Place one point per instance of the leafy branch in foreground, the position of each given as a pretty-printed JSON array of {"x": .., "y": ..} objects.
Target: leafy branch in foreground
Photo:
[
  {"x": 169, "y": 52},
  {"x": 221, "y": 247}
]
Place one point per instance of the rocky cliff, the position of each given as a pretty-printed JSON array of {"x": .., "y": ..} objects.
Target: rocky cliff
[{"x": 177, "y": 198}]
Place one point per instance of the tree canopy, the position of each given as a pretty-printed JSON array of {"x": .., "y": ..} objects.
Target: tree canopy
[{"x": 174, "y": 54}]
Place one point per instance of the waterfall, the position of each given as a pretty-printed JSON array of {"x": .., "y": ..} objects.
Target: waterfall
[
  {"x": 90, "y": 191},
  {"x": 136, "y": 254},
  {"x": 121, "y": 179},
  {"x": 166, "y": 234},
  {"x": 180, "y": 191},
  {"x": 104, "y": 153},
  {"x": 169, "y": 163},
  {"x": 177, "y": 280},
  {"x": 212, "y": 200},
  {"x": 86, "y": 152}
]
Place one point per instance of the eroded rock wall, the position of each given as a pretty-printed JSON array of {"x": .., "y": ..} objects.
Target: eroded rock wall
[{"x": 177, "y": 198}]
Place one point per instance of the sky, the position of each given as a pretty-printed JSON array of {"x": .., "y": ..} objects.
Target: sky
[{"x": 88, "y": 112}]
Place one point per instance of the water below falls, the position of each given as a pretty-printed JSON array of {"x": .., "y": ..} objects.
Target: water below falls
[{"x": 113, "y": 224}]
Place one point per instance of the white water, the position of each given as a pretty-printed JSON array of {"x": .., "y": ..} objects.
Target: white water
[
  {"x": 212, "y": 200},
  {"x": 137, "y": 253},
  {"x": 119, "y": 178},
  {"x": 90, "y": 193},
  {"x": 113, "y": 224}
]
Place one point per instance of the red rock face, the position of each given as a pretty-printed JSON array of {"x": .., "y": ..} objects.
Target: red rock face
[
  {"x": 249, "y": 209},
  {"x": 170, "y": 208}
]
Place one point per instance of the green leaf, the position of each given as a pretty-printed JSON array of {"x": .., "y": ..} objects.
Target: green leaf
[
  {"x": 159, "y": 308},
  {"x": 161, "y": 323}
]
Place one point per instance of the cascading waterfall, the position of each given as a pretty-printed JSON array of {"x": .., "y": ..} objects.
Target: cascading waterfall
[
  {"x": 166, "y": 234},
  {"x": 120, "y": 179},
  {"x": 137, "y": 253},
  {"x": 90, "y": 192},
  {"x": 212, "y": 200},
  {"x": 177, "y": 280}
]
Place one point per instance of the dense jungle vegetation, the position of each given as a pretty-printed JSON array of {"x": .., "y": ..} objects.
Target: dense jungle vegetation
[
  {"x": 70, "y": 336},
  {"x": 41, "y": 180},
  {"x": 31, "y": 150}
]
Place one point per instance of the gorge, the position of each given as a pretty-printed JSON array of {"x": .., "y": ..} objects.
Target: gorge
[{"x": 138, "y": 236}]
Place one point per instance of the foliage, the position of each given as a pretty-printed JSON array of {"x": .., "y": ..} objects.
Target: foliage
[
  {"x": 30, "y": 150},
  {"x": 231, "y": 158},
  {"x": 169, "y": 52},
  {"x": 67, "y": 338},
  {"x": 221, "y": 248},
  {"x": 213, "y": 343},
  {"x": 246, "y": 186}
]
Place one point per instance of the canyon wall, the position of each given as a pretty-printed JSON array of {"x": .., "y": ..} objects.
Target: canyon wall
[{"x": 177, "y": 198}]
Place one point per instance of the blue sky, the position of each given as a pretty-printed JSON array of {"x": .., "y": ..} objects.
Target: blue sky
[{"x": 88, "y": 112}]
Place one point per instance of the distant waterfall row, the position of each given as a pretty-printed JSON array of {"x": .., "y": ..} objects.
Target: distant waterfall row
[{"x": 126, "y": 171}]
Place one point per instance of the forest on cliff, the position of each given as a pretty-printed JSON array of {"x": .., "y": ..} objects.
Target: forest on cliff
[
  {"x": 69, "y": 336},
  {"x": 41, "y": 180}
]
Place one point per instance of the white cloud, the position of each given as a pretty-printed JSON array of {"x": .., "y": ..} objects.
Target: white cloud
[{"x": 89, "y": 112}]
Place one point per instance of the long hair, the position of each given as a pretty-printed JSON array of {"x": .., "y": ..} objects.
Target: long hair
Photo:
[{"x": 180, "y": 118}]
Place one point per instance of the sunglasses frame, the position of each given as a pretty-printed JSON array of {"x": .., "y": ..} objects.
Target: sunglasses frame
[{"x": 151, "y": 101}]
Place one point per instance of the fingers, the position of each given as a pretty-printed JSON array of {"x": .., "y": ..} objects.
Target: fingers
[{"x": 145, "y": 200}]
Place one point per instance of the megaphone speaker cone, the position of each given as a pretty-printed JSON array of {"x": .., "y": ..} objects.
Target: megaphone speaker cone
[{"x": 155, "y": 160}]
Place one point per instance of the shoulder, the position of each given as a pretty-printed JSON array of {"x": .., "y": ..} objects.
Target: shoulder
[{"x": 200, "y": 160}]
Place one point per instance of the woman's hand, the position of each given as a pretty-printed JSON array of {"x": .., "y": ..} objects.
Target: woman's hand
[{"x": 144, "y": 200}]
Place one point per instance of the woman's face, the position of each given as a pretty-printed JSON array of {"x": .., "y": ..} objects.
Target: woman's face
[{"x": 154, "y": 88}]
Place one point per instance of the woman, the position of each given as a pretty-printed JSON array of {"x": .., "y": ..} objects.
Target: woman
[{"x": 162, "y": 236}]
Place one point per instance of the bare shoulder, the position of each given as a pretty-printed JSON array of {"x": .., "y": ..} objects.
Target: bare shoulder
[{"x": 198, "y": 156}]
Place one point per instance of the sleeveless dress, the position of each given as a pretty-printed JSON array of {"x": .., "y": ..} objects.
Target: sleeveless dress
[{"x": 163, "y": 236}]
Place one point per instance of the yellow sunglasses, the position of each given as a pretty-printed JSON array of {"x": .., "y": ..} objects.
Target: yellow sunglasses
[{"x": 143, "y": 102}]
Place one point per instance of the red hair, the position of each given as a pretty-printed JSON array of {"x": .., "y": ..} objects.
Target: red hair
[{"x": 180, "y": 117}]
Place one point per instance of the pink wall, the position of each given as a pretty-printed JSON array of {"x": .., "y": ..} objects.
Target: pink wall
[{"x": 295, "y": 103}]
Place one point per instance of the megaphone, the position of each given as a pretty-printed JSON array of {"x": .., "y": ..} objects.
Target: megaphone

...

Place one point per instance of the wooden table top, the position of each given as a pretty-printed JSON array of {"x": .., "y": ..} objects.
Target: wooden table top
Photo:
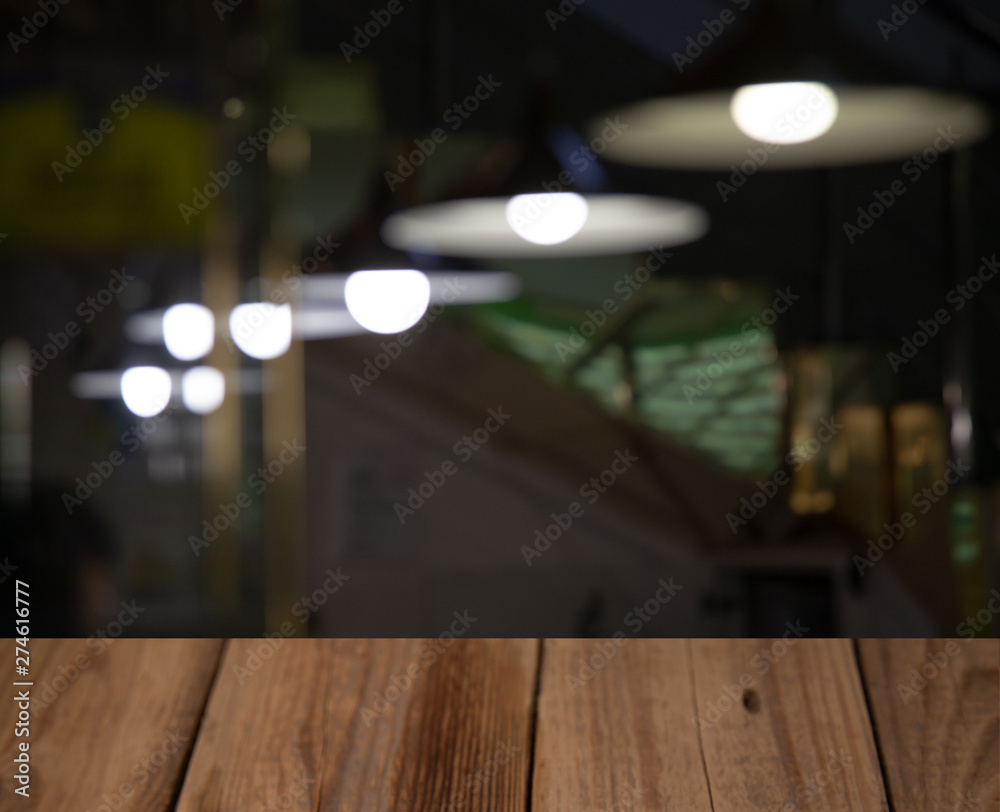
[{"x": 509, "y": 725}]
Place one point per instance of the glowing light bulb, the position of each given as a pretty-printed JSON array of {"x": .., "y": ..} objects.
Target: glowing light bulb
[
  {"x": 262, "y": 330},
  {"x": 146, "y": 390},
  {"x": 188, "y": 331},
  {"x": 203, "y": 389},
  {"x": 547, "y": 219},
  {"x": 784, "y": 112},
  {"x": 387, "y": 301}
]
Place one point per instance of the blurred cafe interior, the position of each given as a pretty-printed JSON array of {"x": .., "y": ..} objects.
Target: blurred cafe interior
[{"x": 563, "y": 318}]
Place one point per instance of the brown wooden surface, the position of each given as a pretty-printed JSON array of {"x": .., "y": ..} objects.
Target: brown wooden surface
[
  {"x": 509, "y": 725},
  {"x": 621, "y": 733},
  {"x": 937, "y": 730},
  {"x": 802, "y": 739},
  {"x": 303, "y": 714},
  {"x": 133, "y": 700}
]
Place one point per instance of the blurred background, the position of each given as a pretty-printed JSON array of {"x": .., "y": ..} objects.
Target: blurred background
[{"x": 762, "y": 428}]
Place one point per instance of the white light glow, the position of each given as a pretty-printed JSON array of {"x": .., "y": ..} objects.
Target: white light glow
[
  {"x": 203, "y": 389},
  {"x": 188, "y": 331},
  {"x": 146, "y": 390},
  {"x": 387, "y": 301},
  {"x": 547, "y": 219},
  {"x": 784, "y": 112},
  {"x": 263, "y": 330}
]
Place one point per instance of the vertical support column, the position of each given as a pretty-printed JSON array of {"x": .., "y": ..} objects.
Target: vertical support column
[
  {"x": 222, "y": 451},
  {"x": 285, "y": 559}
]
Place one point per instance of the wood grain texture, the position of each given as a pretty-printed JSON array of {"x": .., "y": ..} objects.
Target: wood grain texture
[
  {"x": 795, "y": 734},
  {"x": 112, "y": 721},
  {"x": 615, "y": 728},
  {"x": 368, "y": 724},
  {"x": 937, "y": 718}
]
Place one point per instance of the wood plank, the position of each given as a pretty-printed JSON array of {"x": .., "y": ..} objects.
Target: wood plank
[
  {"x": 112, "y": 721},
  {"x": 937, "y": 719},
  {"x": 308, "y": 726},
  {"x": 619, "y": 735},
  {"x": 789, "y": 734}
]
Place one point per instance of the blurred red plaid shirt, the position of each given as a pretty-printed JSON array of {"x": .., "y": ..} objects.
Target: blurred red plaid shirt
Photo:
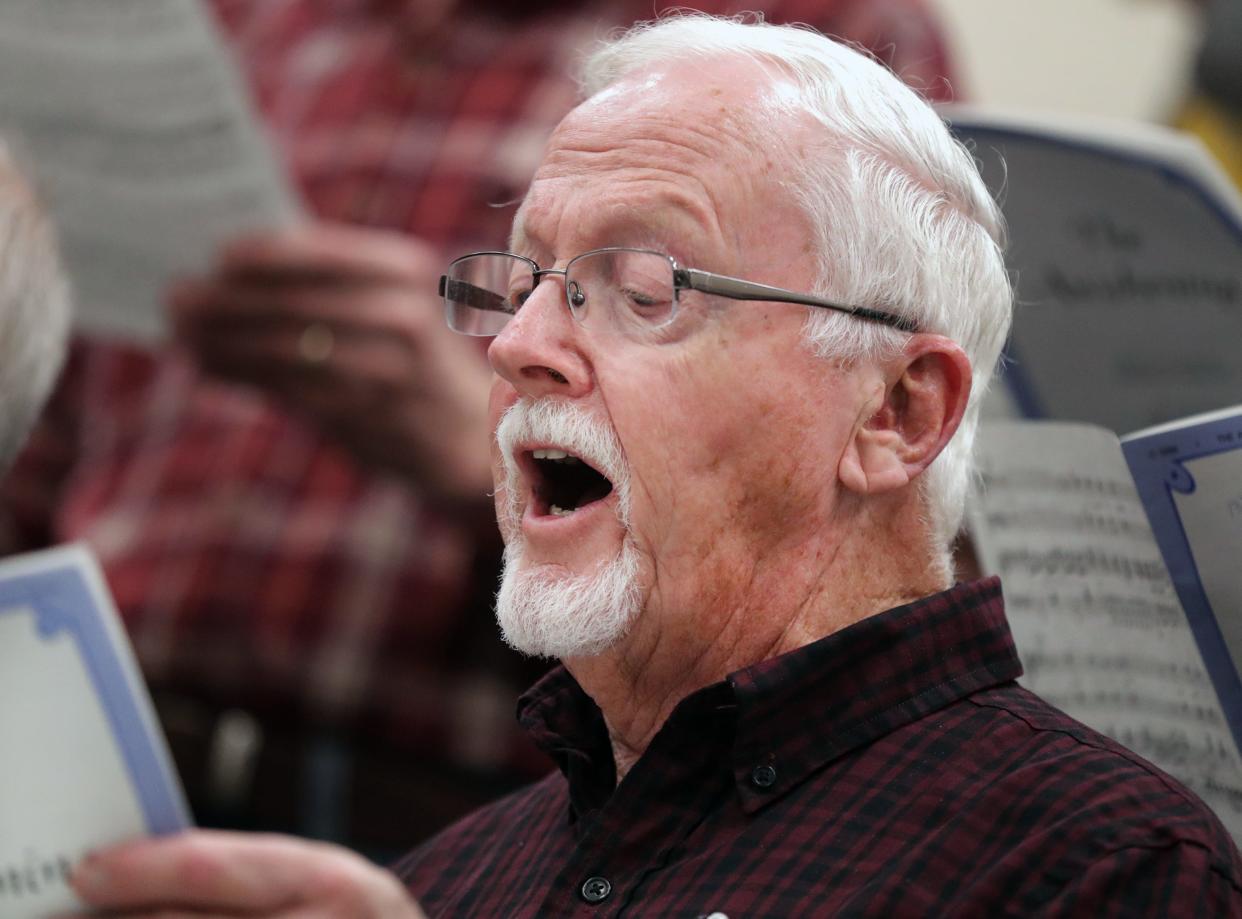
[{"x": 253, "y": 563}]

What is asked
Gather every line in the items that contains the word "support", matching case exactly.

The response
Place one point per instance of the vertical support column, the position of each given as a pretty-printed JSON array of {"x": .., "y": ..} objects.
Target: vertical support column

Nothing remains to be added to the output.